======== Dataset rows

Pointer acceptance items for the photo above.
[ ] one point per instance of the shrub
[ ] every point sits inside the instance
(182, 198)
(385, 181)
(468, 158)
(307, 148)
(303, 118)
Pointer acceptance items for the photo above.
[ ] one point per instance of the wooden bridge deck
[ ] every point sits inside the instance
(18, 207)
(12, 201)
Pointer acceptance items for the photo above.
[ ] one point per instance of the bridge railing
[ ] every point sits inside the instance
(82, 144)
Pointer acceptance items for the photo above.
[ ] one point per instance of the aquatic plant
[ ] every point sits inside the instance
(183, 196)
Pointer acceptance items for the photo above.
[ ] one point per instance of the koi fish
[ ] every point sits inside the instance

================

Exercise brief: Convert the rows above into a Markdown table with the columns n and Line, giving each non-blank line its number and its text.

Complete answer:
| n | Line |
|---|---|
| 1 | Pointer acceptance items for the photo above. |
| 2 | [ ] one point per instance of the shrub |
| 3 | [ ] every point sits inside the instance |
| 4 | (182, 198) |
| 5 | (385, 181) |
| 6 | (468, 158) |
| 7 | (307, 148) |
| 8 | (303, 118) |
| 9 | Pointer acceptance items for the photo above. |
| 10 | [ ] one point per instance of the wooden bridge deck |
| 11 | [ ] every point sits inside the instance |
| 12 | (18, 207) |
| 13 | (12, 201) |
| 14 | Pointer acceptance items for the photo above. |
| 15 | [ ] one point per instance of the bridge railing |
| 16 | [ ] every point sits inside the instance |
| 17 | (82, 144) |
| 18 | Pointer acceptance items for the photo above. |
| 19 | [ ] one point per instance of the aquatic plant |
| 20 | [ ] every point sits inside the instance |
| 21 | (183, 196) |
| 22 | Pointer acceptance items for the photo above. |
| 23 | [ ] one point per instance of the koi fish |
| 24 | [ ] every point sits inside the instance |